README: lead with two wins + thesis narrative (#76)

dpetrou-continua · web-flow · commit fbb43d8f6350 · 2026-02-22T19:02:06.000-05:00
diff --git a/README.md b/README.md
@@ -52,29 +52,43 @@ detour.
 Happy Paths remembers what worked and intervenes at the moment of failure,
 before the agent wastes steps rediscovering the fix.
 
-## Where it helps (and where it doesn't)
+## Two wins, one thesis
 
-We ran 17 benchmark iterations (~800+ runs across two benchmark suites) to
-find the right intervention designs. Honest findings:
+We ran 17 benchmark iterations (~1,000+ runs across three suites) to find
+what actually works. The thesis: **Happy Paths doesn't make smart models
+smarter at things they already know. It makes undiscoverable things
+discoverable.**
 
-**Where it helps**: projects with undocumented setup steps, internal CLI tools,
-or error messages that point the wrong way. These are the cases where a model
-has no prior training data and can't infer the fix from repo files alone.
+### Win 1: Tool registry eliminates reinvention waste (−100%)

● **Record excerpts**

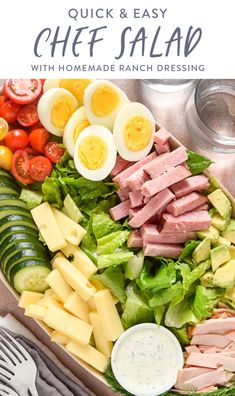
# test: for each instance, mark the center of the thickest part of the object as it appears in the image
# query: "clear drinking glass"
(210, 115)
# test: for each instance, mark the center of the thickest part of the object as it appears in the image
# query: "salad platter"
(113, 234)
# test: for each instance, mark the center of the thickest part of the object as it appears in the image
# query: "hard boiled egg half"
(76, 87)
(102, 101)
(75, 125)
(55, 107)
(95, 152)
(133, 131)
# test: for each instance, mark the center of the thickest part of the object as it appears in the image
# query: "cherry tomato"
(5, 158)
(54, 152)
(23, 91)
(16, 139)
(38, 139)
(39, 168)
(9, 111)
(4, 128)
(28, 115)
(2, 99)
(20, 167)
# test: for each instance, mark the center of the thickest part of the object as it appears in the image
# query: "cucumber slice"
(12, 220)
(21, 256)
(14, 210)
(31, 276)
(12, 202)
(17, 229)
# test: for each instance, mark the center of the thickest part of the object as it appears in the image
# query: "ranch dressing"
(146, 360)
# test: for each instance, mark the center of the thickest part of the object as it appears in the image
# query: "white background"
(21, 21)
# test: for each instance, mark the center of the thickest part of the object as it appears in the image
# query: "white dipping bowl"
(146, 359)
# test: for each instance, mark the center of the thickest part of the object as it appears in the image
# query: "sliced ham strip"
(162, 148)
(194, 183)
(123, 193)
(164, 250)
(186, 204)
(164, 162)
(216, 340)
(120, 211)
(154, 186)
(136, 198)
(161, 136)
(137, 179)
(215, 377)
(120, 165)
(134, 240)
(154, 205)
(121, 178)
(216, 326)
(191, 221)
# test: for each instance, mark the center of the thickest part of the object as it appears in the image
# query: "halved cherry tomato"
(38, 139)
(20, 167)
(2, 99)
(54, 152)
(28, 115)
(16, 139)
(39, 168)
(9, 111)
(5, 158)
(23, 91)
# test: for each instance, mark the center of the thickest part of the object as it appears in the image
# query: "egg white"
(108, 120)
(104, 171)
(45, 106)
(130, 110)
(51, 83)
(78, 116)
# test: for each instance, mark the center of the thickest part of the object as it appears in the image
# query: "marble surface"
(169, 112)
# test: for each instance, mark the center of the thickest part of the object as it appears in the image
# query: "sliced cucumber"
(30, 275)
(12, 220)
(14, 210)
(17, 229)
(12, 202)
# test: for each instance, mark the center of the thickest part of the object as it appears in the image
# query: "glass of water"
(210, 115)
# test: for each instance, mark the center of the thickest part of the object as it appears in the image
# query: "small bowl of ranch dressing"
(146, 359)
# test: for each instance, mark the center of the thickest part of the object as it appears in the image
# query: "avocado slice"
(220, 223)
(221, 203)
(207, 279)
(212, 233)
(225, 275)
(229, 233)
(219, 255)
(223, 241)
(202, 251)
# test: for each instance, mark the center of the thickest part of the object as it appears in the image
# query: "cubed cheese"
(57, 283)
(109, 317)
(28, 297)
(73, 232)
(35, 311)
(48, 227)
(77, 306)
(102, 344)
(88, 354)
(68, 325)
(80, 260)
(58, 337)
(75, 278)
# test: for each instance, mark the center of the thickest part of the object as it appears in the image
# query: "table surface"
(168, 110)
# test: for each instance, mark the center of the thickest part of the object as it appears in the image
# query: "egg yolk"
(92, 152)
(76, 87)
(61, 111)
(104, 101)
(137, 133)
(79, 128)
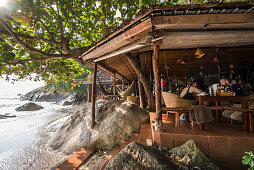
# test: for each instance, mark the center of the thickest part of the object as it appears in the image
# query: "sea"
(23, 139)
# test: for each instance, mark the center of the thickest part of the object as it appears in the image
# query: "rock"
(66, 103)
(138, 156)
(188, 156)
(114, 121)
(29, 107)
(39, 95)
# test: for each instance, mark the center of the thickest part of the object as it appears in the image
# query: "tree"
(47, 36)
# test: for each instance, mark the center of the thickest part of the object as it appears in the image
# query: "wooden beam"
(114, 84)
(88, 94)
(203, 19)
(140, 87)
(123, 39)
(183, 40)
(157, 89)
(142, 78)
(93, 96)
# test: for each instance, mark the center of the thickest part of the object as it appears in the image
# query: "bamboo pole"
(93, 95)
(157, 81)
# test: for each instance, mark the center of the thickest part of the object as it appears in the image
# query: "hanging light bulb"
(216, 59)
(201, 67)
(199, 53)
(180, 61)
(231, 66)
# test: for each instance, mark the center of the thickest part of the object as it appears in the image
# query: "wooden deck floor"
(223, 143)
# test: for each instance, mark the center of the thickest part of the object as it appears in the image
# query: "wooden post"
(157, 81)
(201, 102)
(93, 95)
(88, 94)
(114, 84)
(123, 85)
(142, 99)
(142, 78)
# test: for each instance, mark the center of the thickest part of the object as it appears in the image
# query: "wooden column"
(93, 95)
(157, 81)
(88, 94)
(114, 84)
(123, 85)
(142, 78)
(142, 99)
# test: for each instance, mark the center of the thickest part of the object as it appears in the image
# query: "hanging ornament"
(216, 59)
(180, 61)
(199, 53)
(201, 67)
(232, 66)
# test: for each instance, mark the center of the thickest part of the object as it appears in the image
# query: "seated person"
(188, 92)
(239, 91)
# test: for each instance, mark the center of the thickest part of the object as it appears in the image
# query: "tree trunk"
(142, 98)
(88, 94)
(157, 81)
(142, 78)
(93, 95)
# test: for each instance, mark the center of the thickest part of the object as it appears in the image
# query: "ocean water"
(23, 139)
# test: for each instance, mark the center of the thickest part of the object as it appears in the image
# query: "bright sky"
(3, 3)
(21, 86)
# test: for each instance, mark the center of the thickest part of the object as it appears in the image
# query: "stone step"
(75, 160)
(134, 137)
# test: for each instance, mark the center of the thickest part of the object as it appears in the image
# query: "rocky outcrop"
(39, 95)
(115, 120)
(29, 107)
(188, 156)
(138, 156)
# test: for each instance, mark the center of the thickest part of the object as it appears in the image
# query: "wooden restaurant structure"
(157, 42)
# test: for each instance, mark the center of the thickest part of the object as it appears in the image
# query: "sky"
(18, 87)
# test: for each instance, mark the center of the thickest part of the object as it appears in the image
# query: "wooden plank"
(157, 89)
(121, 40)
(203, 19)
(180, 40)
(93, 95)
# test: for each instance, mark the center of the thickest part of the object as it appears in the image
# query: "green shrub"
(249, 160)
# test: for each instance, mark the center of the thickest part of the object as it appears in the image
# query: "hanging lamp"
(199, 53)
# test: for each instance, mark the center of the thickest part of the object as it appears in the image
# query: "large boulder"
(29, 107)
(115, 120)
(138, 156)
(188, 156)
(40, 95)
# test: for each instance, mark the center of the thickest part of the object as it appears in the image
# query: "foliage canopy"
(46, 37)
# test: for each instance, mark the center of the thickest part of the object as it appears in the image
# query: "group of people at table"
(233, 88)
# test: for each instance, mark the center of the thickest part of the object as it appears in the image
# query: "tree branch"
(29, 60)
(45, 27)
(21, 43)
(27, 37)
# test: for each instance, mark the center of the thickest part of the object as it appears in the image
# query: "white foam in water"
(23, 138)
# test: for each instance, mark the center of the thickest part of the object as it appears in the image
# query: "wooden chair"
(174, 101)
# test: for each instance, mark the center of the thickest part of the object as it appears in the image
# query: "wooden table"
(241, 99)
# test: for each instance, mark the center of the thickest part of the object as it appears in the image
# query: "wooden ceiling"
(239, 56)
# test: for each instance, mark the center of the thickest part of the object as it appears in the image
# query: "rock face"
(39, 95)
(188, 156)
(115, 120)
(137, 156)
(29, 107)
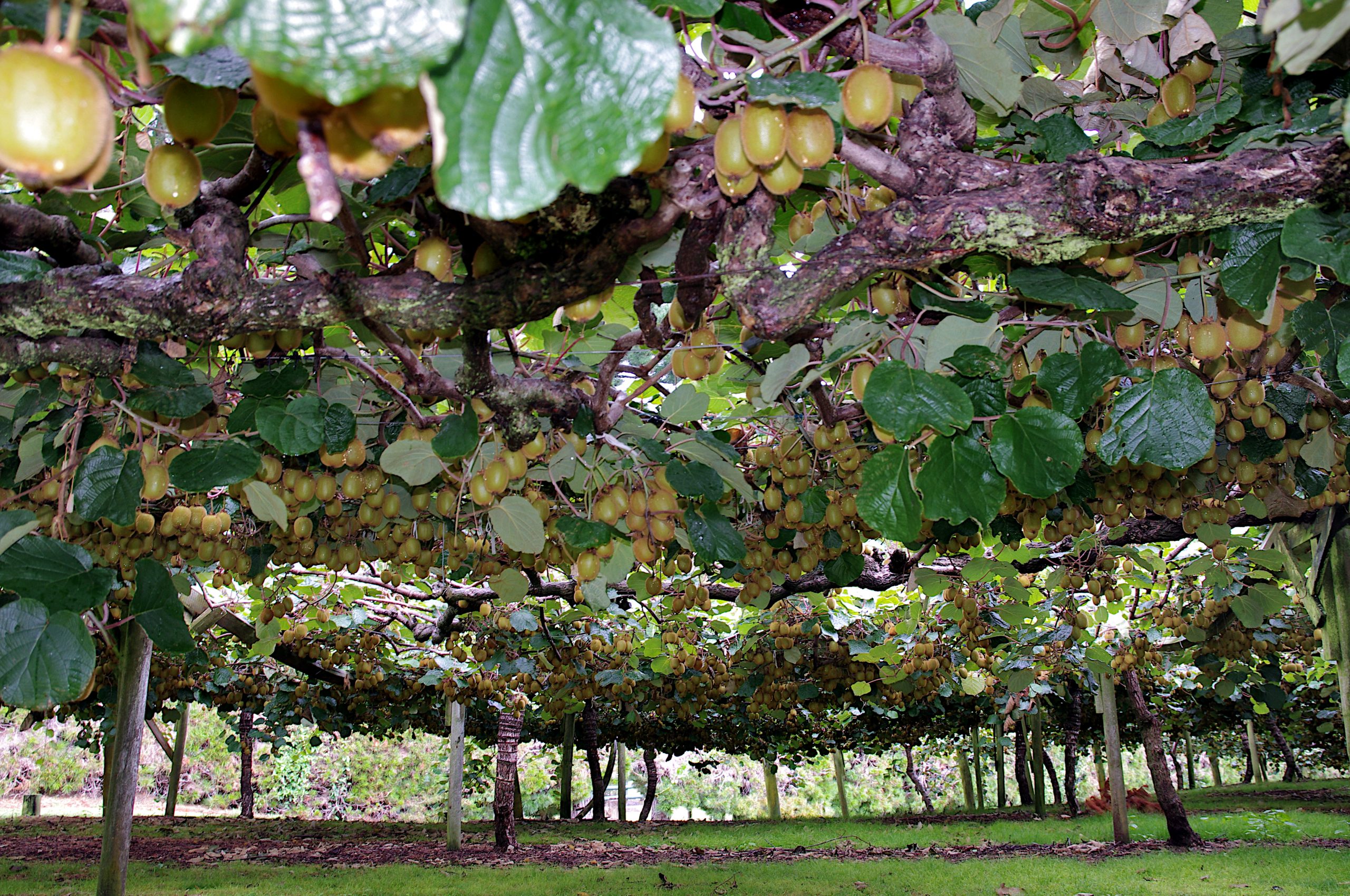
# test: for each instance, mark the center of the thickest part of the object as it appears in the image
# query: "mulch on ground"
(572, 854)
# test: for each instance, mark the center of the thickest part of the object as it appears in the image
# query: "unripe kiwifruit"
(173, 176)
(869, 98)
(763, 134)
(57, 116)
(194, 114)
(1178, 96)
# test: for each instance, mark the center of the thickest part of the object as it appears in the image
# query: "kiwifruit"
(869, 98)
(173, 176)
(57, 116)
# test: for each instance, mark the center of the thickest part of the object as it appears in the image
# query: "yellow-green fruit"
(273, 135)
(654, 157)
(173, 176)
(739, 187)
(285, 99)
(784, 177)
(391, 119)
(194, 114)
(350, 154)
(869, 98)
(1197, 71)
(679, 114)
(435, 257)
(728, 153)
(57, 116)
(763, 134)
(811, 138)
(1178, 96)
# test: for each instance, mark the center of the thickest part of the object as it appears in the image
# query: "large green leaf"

● **What to work on**
Reproduce the README diff word for word, beginning at the words "dpetrou-continua · web-flow" and stopping after "rediscovering the fix.". Rely on the text alone.

● **Answer**
dpetrou-continua · web-flow · commit fbb43d8f6350 · 2026-02-22T19:02:06.000-05:00
diff --git a/README.md b/README.md
@@ -52,29 +52,43 @@ detour.
 Happy Paths remembers what worked and intervenes at the moment of failure,
 before the agent wastes steps rediscovering the fix.